-- begin Exercise material --

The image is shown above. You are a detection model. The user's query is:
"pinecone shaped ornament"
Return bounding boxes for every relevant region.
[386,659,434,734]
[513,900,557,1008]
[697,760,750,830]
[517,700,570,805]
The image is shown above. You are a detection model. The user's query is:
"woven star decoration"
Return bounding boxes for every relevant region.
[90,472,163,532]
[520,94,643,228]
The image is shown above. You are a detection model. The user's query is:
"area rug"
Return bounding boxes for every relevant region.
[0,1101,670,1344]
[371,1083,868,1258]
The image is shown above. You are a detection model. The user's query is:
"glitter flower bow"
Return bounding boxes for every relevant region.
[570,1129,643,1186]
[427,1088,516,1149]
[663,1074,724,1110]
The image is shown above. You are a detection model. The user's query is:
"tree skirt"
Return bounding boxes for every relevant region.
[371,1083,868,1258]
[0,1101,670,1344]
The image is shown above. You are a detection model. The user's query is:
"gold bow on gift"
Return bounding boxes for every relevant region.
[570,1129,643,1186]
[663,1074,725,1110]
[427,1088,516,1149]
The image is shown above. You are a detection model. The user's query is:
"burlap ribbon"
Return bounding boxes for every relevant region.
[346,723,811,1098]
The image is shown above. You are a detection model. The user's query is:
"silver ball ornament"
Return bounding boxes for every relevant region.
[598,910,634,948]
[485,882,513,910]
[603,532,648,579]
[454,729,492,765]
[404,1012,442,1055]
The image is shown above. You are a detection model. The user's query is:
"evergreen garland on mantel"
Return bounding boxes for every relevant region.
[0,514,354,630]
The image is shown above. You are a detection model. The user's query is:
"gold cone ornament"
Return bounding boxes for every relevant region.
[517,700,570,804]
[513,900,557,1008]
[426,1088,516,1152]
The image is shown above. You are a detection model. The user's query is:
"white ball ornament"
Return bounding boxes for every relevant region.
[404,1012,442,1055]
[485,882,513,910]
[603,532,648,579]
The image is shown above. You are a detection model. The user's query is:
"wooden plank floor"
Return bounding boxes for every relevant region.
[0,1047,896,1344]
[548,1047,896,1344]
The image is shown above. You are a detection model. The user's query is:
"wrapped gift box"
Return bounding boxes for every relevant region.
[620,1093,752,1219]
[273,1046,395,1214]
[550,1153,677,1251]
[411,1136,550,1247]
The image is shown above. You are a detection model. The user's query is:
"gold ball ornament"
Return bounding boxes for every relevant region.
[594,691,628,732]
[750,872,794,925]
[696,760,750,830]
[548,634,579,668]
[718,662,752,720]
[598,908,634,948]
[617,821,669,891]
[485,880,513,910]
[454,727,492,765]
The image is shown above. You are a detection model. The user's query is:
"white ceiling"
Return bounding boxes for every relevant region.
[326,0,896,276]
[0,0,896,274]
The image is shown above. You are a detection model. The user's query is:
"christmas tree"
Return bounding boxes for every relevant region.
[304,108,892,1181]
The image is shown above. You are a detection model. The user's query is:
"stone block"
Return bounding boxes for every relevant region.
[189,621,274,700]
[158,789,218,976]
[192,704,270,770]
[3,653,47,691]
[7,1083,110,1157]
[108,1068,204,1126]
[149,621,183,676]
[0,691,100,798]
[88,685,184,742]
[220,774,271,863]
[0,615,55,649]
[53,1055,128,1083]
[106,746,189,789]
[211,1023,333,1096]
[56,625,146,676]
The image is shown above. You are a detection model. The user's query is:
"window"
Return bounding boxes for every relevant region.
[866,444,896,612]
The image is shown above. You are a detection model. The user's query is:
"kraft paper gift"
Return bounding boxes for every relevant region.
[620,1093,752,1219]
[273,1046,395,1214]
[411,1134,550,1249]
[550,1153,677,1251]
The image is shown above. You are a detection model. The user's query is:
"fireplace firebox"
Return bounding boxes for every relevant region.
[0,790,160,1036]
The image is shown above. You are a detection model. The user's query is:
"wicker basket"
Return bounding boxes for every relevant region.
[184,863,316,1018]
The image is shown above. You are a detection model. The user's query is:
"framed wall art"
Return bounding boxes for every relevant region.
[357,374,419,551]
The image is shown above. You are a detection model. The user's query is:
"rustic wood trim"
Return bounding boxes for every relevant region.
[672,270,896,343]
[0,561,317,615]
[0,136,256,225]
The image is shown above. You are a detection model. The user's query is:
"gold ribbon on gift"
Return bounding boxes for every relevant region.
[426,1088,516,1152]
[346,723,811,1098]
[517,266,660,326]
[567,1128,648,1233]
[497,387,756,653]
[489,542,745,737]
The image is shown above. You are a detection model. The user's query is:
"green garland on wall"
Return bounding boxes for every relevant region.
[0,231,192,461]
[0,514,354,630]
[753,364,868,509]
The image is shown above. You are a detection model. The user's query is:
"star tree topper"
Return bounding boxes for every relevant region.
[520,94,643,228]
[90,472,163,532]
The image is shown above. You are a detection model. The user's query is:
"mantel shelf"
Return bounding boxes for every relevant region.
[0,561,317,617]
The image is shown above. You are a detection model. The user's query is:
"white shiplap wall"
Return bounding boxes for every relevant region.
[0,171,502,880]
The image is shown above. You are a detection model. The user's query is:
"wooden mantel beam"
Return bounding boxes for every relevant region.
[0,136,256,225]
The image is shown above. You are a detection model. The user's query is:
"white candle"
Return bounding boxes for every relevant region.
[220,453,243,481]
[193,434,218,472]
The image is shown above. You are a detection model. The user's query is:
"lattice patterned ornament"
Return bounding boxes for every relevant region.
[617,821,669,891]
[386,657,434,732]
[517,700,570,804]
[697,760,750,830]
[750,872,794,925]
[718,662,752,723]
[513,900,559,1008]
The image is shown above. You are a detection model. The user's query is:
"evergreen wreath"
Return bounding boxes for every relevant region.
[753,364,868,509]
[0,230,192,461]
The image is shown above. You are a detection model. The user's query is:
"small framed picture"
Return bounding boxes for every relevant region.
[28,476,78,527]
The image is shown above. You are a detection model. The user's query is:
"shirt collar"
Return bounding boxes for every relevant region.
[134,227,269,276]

-- end Exercise material --

*Task prompt*
Which lines in the records above contain the word "star"? Filter those out and copy each one unchanged.

*Written solution*
"woven star decoration"
"star tree topper"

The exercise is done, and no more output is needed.